__ОТРЫВОК__
───
Отвечая на критику, Хованский заявил, что не собирается отбирать у евреев это право, хотя и убежден, что оснований жаловаться у них нет. Да и откуда Берке Нахимовскому, Шефтелю Цетлину, Биньямину Берлину, не говоря уж об адвокате Гирше Броуде, известно, что происходит за закрытыми дверьми? Хованский подробно повествует о том, что сам факт работы комиссии в режиме строгой секретности еще не означает, что подследственных намеренно подвергают жестокому обращению. Городской лекарь постоянно в их распоряжении, к узникам даже приглашали знаменитого врача из самого Витебска. Если евреи уставали или нервничали, им всегда предоставляли возможность погулять во дворе. Если испытывали голод или жажду, им приносили все, что они попросят, как правило – напрямую из дома. Хованский пояснял: комиссия постановила заклеить нижнюю часть окна Евзика Цетлина темно-зеленой бумагой не для того, чтобы в помещении стало темно и оно сделалось непригодным для житья, как утверждают просители, а чтобы лишить его возможности общаться с друзьями и родными на воле. Эта превентивная мера оказалась необходимой с самых первых дней и служила тому, чтобы Цетлин «не мог дать знать идущим мимо евреям, в чем состоят отобранные от него допросы, ибо из комнаты, не отворяя окна, свободно можно разговаривать со стоящими с внешней стороны за окном… и слова разговаривающего громко в комнате слышны на улице». Это было оправдано «поступками служащей у него работницы еврейки, которая носит Цетлину из дома чай, кофе и пищу… проходя под окном комнаты, в которой он содержится, с другою еврейкой разговаривала так громко, что только не кричала»[261].
Более того, Хованский был убежден, что подследственные-христиане содержатся в куда худших условиях, чем евреи. Все евреи, за исключением Янкеля-Гирша Аронсона и Шифры Берлиной, пребывают в отменном здравии. Генерал-губернатор совершил несколько поездок в Велиж и ни разу не столкнулся ни с чем, что хоть как-то оправдывало бы жалобы. «Проезжая через Велиж, – докладывал генерал-губернатор в Петербург, – я сам был в доме, в котором прикосновенные к тому следствию евреи содержатся, и не только не видел никакого им стеснения, но даже нашел, что каждый из них здоров, имеет хорошее помещение и достаточное во всем содержание». Хованский отметил лишь одно наложенное на них ограничение: в отличие от своих единоверцев, проживающих в городе, евреи, сидящие под замком, лишены возможности ходить куда им вздумается. Однако эта превентивная мера, по его словам, являлась необходимой по причине серьезности выдвинутого против них обвинения и принята была ради того, чтобы «не дать случая через сообщение содержащихся с пользующимися свободою евреями закрыть истину и запутать самое дело»[262].
───
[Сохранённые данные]

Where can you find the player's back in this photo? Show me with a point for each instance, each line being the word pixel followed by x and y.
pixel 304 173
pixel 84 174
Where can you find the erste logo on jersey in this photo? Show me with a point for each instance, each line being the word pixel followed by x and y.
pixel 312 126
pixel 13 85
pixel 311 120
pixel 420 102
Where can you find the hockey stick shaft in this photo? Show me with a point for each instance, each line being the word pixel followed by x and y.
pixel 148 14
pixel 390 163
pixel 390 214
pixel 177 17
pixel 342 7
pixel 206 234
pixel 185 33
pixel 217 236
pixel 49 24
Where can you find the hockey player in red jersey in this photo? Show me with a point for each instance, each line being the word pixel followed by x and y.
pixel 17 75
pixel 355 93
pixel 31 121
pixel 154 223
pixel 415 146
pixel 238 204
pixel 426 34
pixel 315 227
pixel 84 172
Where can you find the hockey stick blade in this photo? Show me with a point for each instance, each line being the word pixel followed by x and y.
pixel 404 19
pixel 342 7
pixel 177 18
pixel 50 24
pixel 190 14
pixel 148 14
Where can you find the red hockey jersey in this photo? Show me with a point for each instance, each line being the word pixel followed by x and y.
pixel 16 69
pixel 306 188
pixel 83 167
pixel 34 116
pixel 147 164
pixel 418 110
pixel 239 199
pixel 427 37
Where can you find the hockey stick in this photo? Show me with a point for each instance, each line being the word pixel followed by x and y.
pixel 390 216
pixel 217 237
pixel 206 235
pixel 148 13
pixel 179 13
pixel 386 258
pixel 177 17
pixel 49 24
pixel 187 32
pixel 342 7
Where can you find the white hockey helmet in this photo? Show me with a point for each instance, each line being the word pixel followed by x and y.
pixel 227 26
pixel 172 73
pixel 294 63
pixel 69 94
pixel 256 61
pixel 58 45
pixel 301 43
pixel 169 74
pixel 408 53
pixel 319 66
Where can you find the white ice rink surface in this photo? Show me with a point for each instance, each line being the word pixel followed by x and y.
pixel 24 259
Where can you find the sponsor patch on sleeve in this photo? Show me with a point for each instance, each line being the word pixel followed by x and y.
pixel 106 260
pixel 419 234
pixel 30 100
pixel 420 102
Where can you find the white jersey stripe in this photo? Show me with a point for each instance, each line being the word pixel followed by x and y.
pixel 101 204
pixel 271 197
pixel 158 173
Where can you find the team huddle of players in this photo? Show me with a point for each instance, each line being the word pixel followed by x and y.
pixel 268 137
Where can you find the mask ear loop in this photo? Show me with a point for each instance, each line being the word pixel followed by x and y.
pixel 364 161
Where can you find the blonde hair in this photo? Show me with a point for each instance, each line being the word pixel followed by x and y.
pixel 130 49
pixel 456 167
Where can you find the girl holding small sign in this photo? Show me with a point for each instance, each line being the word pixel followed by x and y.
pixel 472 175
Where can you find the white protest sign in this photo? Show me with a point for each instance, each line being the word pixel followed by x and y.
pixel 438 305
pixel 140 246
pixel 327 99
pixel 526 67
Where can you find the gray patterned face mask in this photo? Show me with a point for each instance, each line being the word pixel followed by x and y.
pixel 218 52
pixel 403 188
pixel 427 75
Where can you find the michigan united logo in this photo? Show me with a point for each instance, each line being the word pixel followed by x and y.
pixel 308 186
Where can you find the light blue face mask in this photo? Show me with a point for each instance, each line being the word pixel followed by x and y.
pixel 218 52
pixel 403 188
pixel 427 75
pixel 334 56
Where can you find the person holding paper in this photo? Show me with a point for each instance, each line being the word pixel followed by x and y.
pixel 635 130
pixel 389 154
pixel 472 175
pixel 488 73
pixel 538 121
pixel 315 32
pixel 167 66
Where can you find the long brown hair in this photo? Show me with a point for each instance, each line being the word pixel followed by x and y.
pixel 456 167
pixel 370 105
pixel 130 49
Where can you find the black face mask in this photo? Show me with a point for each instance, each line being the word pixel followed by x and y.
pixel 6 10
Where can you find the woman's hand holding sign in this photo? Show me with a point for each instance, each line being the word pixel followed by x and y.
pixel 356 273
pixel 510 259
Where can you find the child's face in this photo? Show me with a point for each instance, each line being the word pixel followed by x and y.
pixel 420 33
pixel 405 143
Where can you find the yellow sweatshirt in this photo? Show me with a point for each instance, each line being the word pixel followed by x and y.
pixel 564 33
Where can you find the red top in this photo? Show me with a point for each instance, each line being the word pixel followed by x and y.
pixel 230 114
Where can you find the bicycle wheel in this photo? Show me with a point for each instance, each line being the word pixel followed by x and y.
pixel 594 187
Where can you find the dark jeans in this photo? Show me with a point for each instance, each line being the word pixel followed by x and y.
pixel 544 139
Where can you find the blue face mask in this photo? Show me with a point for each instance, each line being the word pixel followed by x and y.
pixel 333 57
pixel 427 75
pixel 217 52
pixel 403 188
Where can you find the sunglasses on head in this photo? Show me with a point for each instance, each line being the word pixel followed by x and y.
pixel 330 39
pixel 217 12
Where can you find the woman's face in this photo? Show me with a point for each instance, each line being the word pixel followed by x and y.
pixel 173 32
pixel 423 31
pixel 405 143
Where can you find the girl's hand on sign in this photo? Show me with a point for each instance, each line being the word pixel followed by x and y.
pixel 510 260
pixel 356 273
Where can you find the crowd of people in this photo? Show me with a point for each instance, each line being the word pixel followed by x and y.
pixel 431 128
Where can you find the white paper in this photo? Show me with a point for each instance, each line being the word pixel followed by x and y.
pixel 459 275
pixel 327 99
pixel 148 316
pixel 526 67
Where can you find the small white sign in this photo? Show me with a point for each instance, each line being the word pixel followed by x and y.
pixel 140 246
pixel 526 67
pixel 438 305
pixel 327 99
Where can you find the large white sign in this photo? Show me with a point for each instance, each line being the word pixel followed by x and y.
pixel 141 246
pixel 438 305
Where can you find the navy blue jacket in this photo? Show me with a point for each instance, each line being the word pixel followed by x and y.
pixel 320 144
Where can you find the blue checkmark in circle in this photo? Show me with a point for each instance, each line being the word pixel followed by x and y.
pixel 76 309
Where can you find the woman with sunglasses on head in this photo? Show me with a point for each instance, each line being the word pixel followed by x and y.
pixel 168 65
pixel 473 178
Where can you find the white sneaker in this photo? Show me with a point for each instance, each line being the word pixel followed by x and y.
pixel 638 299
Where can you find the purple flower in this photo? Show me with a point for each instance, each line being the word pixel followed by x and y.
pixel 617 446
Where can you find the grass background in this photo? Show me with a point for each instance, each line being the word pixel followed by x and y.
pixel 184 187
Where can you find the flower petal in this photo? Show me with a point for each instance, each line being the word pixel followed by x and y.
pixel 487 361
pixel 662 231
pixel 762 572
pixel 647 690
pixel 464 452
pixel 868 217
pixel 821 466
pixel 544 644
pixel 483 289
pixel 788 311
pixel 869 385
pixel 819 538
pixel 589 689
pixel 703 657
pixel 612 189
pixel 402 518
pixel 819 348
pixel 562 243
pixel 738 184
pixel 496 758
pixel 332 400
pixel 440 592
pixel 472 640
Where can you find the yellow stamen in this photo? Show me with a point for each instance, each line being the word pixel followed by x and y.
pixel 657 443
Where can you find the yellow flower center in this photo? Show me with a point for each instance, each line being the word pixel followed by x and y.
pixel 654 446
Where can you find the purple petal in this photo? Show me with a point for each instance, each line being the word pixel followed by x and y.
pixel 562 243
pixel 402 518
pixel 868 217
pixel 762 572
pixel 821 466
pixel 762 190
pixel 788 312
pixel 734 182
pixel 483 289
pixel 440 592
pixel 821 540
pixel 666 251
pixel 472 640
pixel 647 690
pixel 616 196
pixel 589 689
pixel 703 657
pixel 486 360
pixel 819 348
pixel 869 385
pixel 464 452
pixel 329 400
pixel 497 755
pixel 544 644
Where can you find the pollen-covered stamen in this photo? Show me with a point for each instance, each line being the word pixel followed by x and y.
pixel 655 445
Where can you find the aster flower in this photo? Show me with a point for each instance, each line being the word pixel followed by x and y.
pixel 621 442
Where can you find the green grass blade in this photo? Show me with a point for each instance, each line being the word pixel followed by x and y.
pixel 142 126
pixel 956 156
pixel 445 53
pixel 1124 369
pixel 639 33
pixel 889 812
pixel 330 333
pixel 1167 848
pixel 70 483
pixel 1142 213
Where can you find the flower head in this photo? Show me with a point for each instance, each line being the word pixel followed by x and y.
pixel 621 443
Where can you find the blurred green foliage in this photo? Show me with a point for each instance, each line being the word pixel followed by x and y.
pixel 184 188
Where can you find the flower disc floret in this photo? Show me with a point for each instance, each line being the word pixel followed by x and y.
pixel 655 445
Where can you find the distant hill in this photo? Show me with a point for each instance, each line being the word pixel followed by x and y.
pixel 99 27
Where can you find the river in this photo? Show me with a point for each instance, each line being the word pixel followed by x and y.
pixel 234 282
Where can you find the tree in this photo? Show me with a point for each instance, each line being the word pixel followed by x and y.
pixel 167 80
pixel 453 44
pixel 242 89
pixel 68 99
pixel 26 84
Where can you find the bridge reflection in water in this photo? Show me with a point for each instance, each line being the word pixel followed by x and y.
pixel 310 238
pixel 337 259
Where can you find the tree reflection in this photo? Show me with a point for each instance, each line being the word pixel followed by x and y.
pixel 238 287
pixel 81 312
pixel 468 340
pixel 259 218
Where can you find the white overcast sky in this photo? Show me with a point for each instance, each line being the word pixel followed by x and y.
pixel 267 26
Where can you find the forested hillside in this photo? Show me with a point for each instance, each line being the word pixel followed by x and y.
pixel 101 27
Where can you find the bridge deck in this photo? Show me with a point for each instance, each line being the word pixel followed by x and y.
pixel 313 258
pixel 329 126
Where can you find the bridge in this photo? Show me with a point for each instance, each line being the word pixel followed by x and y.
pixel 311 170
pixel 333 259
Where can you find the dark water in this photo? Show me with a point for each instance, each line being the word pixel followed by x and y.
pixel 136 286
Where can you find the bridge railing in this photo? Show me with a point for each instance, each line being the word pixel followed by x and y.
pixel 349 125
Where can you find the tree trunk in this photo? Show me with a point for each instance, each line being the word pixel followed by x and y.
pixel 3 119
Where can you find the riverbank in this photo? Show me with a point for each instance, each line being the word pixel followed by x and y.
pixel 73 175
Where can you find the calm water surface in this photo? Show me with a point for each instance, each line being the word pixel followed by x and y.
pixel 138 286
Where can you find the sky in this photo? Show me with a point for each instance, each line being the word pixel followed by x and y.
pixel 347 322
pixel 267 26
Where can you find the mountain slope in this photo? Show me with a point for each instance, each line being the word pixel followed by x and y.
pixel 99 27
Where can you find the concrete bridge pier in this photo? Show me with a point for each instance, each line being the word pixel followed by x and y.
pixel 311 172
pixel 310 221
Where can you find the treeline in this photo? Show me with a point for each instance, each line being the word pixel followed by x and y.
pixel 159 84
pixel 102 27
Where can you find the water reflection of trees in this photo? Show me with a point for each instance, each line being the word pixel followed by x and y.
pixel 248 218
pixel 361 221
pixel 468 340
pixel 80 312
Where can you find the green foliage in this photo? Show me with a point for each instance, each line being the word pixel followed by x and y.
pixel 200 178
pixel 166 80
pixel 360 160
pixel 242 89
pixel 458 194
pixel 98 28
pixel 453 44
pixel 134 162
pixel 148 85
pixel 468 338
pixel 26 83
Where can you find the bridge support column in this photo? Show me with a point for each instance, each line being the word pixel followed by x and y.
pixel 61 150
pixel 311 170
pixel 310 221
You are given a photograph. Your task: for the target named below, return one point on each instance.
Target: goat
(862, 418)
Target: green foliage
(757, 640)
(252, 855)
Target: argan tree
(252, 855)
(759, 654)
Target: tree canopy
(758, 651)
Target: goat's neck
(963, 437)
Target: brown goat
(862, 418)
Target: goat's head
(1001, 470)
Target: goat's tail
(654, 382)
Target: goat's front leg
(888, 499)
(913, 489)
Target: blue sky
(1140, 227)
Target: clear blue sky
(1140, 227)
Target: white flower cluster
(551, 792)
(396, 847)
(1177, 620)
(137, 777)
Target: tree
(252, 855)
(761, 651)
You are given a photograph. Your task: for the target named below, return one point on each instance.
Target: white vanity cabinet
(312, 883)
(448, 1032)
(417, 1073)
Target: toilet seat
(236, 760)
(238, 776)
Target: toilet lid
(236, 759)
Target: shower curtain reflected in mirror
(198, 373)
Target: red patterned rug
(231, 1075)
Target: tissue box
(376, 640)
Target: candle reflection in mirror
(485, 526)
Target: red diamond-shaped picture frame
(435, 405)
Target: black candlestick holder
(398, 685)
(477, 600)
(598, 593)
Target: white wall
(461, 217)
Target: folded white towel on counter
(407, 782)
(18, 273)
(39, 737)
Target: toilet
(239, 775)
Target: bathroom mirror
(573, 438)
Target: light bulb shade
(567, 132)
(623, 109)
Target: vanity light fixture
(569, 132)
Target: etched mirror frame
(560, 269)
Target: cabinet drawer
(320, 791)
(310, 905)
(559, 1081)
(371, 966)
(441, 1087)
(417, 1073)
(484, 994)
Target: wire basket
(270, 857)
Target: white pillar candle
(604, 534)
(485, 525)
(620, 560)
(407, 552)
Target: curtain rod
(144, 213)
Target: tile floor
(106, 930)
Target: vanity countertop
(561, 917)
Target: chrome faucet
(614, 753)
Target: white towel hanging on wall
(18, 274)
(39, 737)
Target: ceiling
───
__ВАШЕ ЗАДАНИЕ__
Продолжите приведённый выше отрывок о том, как Хованский отвечал на жалобы по поводу содержания подследственных евреев в Велиже, начиная сразу после его последнего предложения.

__РЕЗУЛЬТАТ ЗАДАНИЯ__
Что касается утверждения, что Страхов жестоко обращался с Аронсоном, Хованский нашел разумное объяснение. Как только Аронсон – который, как и еще несколько евреев, находился в одиночном заключении в городской тюрьме – почувствовал себя плохо, охрана сделала все, чтобы удовлетворить его нужды. Хованский не понимал, на что сердятся евреи. «Содержась в остроге, он имел две особых хороших комнаты, пищу и все без изъятия нужное получал из дому, по чахоточной его болезни был пользуем… ежедневно посещавшим его уездным штаб-лекарем и даже был посещен витебской Врачебной Управы Инспектором». Проблема заключалась в том, что организм Аронсона был ослаблен чахоткой: врачи почти ничего не могли для него сделать. В обычном случае дознаватели не позволяли подследственным напрямую общаться с жителями города, однако для Аронсона было сделано исключение, его матери ежедневно разрешалось навещать больного сына. В последние недели жизни Аронсону даже был дан выбор: хочет ли он, чтобы его перевели в одно здание со всеми подследственными или в отдельное здание, где он будет жить один под присмотром охранника? Аронсон отказался от обоих вариантов. Вместо этого он обратился с просьбой позволить ему умереть дома, в кругу семьи (он скончался от туберкулеза 21 апреля 1827 года, всего через пять дней после подачи этого прошения). Что касается Шифры Берлиной, Хованский отметил, что, как бы комиссия ни заботилась об ее удобствах, дочь купца все равно продолжала страдать от истерических припадков[263].